►

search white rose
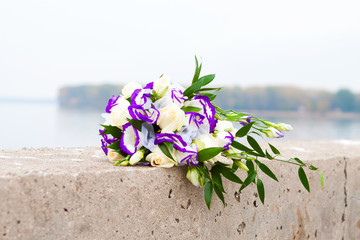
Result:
[157,103,185,133]
[107,149,125,163]
[109,98,131,128]
[145,147,175,168]
[153,75,170,98]
[122,82,141,99]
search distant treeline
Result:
[59,85,360,112]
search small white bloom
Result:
[157,103,185,133]
[122,82,141,99]
[145,147,175,168]
[129,149,145,165]
[107,149,125,163]
[153,75,170,98]
[276,123,294,131]
[109,98,131,128]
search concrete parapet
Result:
[0,141,360,239]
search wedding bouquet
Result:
[99,57,317,208]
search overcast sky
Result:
[0,0,360,98]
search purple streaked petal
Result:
[120,123,140,155]
[144,82,154,89]
[171,88,188,104]
[180,150,199,166]
[154,133,187,152]
[224,132,235,150]
[185,112,205,128]
[105,95,120,113]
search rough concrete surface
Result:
[0,140,360,239]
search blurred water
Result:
[0,102,360,149]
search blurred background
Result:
[0,0,360,149]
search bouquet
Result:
[99,57,322,209]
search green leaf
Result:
[204,181,214,210]
[184,74,215,97]
[192,56,202,83]
[158,143,175,161]
[320,172,324,187]
[231,141,253,152]
[127,119,144,131]
[293,158,306,166]
[198,147,224,162]
[101,125,122,139]
[269,143,280,155]
[247,136,265,157]
[107,140,120,150]
[235,122,254,137]
[246,160,255,172]
[239,170,257,192]
[255,160,279,182]
[181,107,201,112]
[309,165,318,171]
[256,178,265,204]
[298,167,310,192]
[214,185,225,207]
[198,87,222,92]
[221,167,243,184]
[210,165,225,192]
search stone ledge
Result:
[0,141,360,239]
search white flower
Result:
[186,167,203,187]
[153,75,170,98]
[109,98,131,128]
[157,103,185,133]
[129,149,145,165]
[107,149,125,163]
[276,123,294,131]
[122,82,141,99]
[145,147,175,168]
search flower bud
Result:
[186,167,203,187]
[129,149,145,165]
[235,161,249,172]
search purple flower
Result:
[105,95,120,113]
[180,147,199,166]
[194,95,217,133]
[120,123,140,155]
[185,112,205,128]
[128,105,160,124]
[171,88,188,104]
[154,133,187,152]
[130,89,150,108]
[224,132,235,151]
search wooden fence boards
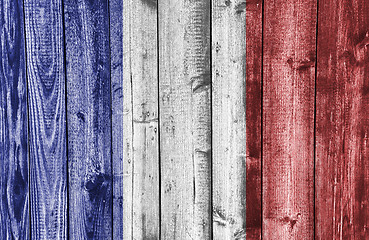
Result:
[0,0,369,240]
[315,0,369,239]
[262,0,317,239]
[245,0,263,239]
[212,1,246,239]
[24,0,68,239]
[158,0,211,239]
[64,0,112,239]
[119,1,133,239]
[119,1,160,239]
[0,0,29,239]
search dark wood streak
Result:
[109,0,124,237]
[0,0,29,239]
[64,0,110,239]
[24,0,67,239]
[244,0,263,240]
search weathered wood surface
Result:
[24,0,68,239]
[158,0,212,239]
[0,0,29,239]
[64,0,113,239]
[119,0,134,239]
[212,0,246,240]
[315,0,369,239]
[6,0,369,240]
[244,0,263,240]
[116,0,160,239]
[262,0,317,239]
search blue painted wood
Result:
[0,0,29,239]
[64,0,112,239]
[24,0,67,240]
[109,0,124,237]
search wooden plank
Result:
[64,0,112,239]
[158,0,211,239]
[262,0,317,239]
[24,0,67,239]
[110,1,160,239]
[246,0,263,240]
[315,0,369,239]
[212,0,247,240]
[0,0,29,239]
[130,0,160,239]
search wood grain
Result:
[263,0,317,239]
[110,0,160,239]
[119,1,134,239]
[130,0,160,239]
[315,0,369,239]
[64,0,112,239]
[0,0,29,239]
[24,0,67,239]
[158,0,212,239]
[246,0,263,240]
[212,0,246,239]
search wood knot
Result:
[279,213,301,230]
[354,32,369,63]
[287,52,315,71]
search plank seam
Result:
[156,1,161,239]
[209,1,214,239]
[107,1,114,240]
[22,0,32,240]
[260,0,265,240]
[313,0,319,239]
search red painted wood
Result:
[246,0,263,239]
[315,0,369,239]
[262,0,317,239]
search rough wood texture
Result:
[24,0,67,239]
[263,0,317,239]
[245,0,263,240]
[0,0,29,239]
[109,0,124,237]
[212,0,246,240]
[159,0,212,239]
[315,0,369,239]
[116,0,160,239]
[130,0,160,239]
[64,0,112,239]
[245,0,263,240]
[119,0,134,239]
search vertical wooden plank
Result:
[0,0,29,239]
[110,0,160,239]
[212,0,247,239]
[315,0,369,239]
[64,0,112,239]
[246,0,263,239]
[129,0,160,239]
[263,0,317,239]
[24,0,67,239]
[158,0,211,239]
[109,0,126,237]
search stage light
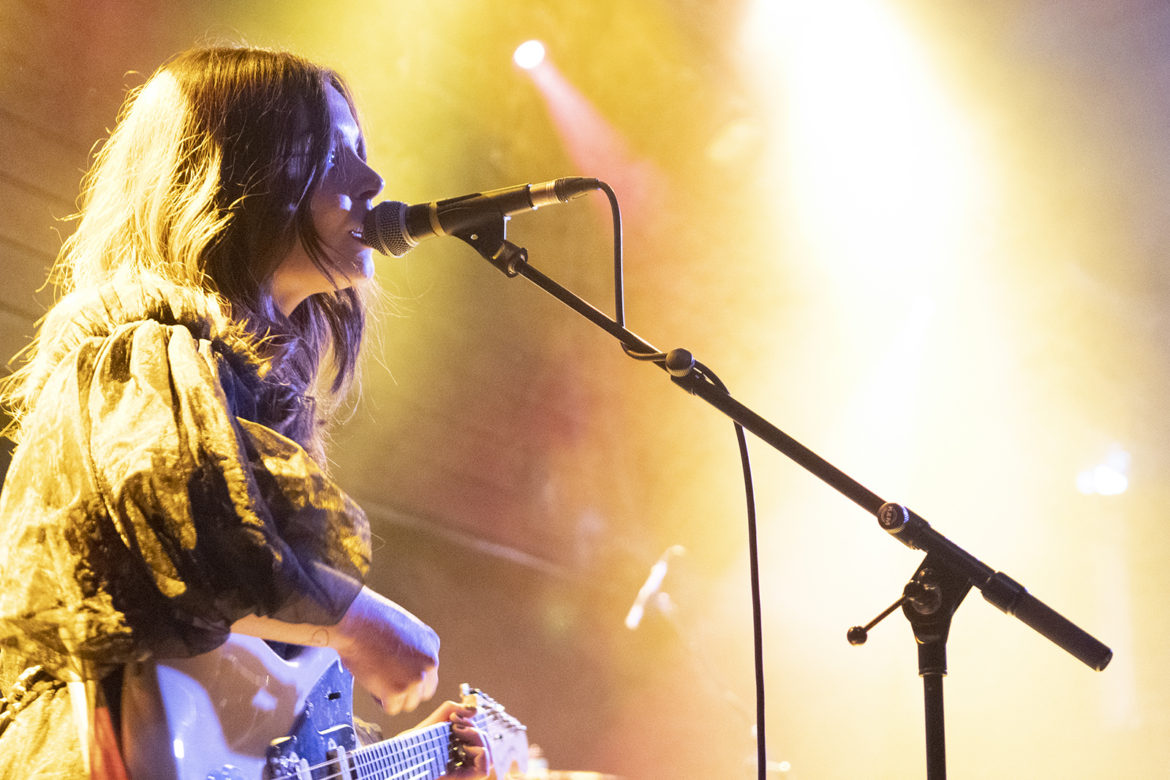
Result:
[512,41,544,70]
[1076,447,1130,496]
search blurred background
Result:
[0,0,1170,780]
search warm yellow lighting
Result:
[512,41,544,70]
[745,0,990,291]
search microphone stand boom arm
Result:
[454,216,1113,780]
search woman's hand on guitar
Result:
[415,702,496,780]
[330,588,439,715]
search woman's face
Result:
[271,87,383,317]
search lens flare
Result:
[512,41,544,70]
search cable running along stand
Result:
[367,179,1113,780]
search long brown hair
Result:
[2,47,370,457]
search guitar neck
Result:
[349,723,450,780]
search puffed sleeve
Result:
[0,320,370,676]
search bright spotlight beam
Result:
[512,40,544,70]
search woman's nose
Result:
[355,160,385,200]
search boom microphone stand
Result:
[425,203,1113,780]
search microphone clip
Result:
[452,214,528,278]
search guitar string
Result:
[350,715,496,780]
[273,723,460,780]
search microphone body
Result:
[362,177,600,257]
[626,545,687,630]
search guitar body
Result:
[122,634,528,780]
[122,634,353,780]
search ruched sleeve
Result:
[0,320,370,678]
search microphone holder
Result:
[455,215,1113,780]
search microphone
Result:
[626,545,687,630]
[362,177,601,257]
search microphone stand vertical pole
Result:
[902,554,971,780]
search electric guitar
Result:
[122,634,528,780]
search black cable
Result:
[598,181,768,780]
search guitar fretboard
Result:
[350,723,450,780]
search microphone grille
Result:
[362,200,414,257]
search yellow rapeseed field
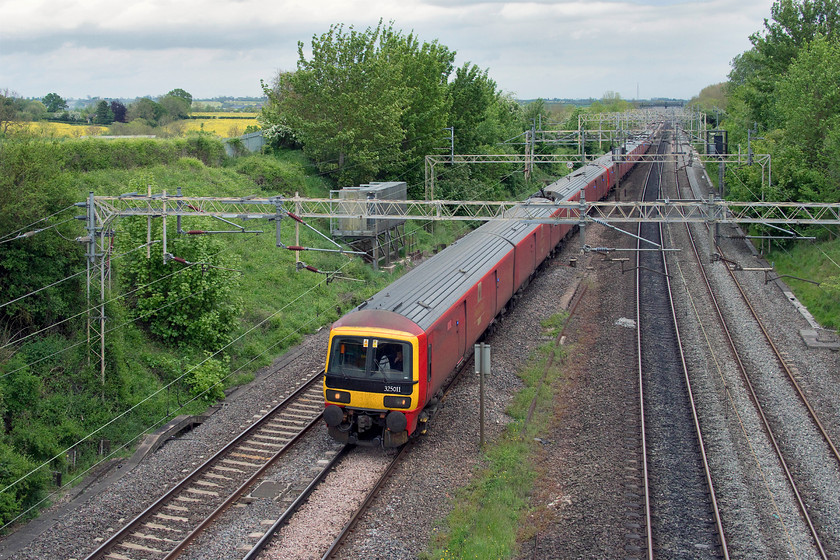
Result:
[20,113,259,138]
[26,122,108,138]
[181,113,259,138]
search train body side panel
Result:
[425,300,467,402]
[513,233,536,292]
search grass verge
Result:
[420,313,566,560]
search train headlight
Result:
[327,389,350,404]
[382,396,411,408]
[385,410,408,432]
[324,404,344,428]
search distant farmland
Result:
[27,113,259,138]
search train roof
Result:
[543,137,648,200]
[356,205,553,331]
[339,131,647,331]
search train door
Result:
[455,300,467,356]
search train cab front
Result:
[324,310,422,447]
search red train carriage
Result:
[324,131,649,447]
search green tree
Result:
[127,97,165,125]
[0,137,84,333]
[93,99,114,124]
[121,206,242,351]
[267,22,407,186]
[774,36,840,202]
[381,27,455,183]
[0,89,24,136]
[449,62,499,154]
[729,0,840,128]
[166,88,192,108]
[158,94,190,120]
[41,93,67,113]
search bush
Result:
[0,441,49,525]
[186,353,230,402]
[236,156,304,195]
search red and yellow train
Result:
[324,134,651,447]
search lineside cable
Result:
[0,261,351,529]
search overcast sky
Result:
[0,0,773,99]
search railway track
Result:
[242,350,470,560]
[678,129,840,559]
[87,373,323,560]
[636,130,729,559]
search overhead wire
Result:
[0,204,76,243]
[0,230,256,379]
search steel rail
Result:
[164,413,323,560]
[636,133,729,560]
[636,137,658,560]
[85,372,323,560]
[686,145,828,560]
[242,445,355,560]
[321,352,476,560]
[717,262,840,465]
[659,138,729,560]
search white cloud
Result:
[0,0,772,98]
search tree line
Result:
[695,0,840,209]
[261,21,577,198]
[0,88,193,129]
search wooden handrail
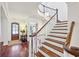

◄

- _What needs to be done_
Count the lines in the records above that contain the word "white", and reply with the number alone.

- _Task answer_
4